• Resolved ajwe

    (@ajwe)


    I have an archive page that shows, for each post, a featured image and the post title. I’d like to apply a drop shadow to the featured image. I’ve tried a few different ways: (1) Editing the Styles -> Block -> Featured Image -> Additional CSS (this would be global); (2) Adding a selector that adds the drop shadow and applying that selector on my archive page to the featured image, then adding CSS to add the drop shadow.

    I do manage to get the drop shadow, but… The featured images are of various sizes and are scaled to appear 200×200 pixels (“Contain”), so that for images that aren’t square the drop shadow appears around the 200×200 space rather than around the image itself. That is, there’s a white margin around either the horizontal or vertical side of the image that shadow includes.

    I’ve tried playing with the CSS selectors to only target the image, but haven’t found the trick. Any suggestions appreciated! (Or, if I’m going about this all the wrong way, please let me know!). Thanks.

Viewing 9 replies - 1 through 9 (of 9 total)
  • Moderator Felipe Santos

    (@foosantos)

    Hi there,

    Do you have a live link with an example? I could take a look at your structure and make it work as expected. Generally, the native block featured image already adds some classes, so you would likely not need to add additional classes.

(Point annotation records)
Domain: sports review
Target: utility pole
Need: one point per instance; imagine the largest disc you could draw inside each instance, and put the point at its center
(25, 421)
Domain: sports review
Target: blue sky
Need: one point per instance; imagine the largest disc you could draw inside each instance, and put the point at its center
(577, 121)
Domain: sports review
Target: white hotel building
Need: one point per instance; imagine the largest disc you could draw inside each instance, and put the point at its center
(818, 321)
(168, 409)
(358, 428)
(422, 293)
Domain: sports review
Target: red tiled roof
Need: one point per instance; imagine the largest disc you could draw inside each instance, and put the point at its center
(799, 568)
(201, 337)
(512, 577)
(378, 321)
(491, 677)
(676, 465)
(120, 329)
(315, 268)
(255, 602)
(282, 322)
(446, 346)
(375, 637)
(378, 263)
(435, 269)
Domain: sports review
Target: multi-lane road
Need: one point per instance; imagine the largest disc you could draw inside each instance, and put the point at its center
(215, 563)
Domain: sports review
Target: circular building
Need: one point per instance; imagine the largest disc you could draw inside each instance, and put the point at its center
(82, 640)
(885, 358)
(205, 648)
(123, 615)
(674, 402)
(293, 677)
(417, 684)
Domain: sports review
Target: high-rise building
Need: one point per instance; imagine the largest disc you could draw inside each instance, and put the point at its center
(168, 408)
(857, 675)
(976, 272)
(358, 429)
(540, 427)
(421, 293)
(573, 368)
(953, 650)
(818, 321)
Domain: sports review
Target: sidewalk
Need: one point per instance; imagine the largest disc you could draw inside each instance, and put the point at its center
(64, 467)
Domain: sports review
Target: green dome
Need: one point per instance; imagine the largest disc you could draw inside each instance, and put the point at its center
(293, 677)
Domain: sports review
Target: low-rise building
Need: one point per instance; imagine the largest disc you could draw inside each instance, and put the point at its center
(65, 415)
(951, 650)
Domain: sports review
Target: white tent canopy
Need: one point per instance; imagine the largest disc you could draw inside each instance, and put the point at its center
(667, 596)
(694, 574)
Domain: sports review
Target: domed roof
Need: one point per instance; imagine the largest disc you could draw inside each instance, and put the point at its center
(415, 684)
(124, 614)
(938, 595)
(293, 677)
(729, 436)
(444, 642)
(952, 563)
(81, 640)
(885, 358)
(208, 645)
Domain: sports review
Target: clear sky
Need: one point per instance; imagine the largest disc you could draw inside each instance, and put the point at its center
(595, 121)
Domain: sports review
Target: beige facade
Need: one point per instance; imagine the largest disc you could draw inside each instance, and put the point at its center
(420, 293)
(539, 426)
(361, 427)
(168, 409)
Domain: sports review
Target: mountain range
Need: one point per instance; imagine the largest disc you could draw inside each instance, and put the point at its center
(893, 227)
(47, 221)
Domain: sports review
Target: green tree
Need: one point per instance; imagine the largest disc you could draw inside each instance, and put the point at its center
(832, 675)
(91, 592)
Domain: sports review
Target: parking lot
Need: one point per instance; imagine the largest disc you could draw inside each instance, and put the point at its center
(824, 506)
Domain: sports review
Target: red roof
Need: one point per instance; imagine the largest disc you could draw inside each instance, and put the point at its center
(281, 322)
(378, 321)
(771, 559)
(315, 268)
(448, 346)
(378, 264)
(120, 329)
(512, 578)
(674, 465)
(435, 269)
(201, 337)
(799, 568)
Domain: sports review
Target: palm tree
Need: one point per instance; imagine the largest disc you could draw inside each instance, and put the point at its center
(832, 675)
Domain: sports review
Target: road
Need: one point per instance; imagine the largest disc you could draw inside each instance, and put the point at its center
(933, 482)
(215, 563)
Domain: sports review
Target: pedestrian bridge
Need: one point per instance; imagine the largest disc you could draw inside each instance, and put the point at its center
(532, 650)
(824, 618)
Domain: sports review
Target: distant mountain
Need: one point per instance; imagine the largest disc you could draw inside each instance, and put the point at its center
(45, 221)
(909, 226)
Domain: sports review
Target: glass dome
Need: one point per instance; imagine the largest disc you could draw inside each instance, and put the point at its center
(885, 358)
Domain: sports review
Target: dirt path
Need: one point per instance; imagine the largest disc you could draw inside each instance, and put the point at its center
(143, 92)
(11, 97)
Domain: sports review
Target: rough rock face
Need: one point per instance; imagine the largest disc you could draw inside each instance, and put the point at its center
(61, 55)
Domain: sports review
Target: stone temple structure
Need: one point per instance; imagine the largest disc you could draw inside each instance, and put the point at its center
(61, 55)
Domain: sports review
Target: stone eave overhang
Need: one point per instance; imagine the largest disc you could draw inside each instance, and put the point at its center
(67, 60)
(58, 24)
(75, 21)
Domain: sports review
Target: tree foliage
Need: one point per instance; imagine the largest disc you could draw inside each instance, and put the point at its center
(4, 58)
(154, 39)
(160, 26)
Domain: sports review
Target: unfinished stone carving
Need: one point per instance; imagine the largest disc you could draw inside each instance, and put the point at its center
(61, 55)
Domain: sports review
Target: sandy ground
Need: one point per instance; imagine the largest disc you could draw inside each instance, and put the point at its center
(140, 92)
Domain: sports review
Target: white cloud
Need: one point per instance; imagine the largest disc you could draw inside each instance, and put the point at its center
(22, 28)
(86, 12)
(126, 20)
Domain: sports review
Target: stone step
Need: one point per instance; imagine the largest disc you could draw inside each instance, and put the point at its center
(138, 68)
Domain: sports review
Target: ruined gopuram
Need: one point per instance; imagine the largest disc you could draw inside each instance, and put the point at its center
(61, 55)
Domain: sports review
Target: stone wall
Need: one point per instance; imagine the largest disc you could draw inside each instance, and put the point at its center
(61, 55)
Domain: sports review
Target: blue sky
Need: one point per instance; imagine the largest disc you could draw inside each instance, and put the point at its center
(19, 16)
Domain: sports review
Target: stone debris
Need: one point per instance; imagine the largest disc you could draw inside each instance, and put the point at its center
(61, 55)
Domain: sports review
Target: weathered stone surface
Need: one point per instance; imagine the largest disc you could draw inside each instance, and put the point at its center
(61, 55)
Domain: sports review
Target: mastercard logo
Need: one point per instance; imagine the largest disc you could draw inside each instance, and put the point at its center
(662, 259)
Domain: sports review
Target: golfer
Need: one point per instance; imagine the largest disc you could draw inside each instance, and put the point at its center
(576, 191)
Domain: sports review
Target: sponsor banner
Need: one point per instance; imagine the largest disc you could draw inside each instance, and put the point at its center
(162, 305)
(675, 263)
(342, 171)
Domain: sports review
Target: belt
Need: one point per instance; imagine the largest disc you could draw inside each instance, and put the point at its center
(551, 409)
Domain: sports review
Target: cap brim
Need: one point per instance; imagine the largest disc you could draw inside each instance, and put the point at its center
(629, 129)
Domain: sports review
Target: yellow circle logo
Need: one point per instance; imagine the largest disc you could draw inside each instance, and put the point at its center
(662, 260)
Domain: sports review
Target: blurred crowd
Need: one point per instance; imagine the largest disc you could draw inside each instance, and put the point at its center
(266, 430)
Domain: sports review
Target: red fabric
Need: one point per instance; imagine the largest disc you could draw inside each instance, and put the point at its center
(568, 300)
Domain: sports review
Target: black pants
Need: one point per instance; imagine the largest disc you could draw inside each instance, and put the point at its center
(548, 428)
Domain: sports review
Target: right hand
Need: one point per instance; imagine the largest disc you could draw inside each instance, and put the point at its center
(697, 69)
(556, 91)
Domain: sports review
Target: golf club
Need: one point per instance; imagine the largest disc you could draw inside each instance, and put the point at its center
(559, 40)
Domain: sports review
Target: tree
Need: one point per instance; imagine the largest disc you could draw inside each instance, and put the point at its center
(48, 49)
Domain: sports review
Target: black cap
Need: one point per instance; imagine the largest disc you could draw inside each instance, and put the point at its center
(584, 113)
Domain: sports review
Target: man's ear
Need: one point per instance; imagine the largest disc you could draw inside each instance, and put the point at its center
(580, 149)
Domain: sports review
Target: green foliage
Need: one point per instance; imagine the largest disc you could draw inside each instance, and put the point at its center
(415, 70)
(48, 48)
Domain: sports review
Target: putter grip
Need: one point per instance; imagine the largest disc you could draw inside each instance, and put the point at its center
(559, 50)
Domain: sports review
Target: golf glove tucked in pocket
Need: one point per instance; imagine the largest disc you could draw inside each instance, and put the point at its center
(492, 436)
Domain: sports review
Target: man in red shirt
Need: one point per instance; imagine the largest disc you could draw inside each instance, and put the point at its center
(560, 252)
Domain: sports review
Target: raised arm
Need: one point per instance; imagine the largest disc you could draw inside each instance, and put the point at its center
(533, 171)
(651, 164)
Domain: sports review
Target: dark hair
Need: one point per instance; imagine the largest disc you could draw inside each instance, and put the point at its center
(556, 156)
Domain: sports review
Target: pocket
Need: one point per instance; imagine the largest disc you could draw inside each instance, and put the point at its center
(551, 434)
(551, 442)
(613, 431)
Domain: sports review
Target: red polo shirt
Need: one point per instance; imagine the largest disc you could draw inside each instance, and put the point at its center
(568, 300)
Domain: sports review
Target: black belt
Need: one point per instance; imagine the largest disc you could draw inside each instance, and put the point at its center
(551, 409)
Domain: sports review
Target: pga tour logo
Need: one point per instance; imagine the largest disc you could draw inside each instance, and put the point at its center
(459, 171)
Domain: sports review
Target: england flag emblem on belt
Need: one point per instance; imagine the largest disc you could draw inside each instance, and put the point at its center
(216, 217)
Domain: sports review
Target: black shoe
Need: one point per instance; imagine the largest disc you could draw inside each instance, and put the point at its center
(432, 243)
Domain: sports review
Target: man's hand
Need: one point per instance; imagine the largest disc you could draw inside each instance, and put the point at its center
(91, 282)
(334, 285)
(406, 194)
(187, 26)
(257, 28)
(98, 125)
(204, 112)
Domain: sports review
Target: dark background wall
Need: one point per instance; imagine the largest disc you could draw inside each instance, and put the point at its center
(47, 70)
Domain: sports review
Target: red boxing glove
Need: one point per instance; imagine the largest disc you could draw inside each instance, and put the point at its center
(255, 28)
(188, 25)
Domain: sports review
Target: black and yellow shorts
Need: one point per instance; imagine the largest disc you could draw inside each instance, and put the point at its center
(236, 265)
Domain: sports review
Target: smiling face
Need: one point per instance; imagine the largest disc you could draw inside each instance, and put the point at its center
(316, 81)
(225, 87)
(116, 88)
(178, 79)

■ **REQUIREMENT 1**
Set down the part of the forum thread that begins at the words "I’ve tried playing" and stops after the words "(@foosantos)", word for word.
■ **REQUIREMENT 2**
In the forum thread, list in order each step of the settings path the original poster edited in the first approach.
■ **REQUIREMENT 3**
According to the forum thread, at what size are the featured images scaled to appear on the archive page?
The rows are separate material, apart from the forum thread.

■ **COMPLETE RESPONSE 1**
I’ve tried playing with the CSS selectors to only target the image, but haven’t found the trick. Any suggestions appreciated! (Or, if I’m going about this all the wrong way, please let me know!). Thanks.

Viewing 9 replies - 1 through 9 (of 9 total)
  • Moderator Felipe Santos

    (@foosantos)

■ **COMPLETE RESPONSE 2**
Styles, Block, Featured Image, Additional CSS

■ **COMPLETE RESPONSE 3**
200×200 pixels, using "Contain".